=== Objective ===
Copy out each of these rows word for word.

Raw records
* begin *
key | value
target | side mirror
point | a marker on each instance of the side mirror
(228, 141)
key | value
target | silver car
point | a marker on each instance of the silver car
* end *
=== Written solution ===
key | value
target | side mirror
point | a marker on each instance of the side mirror
(228, 141)
key | value
target | silver car
point | a marker on each instance of the silver car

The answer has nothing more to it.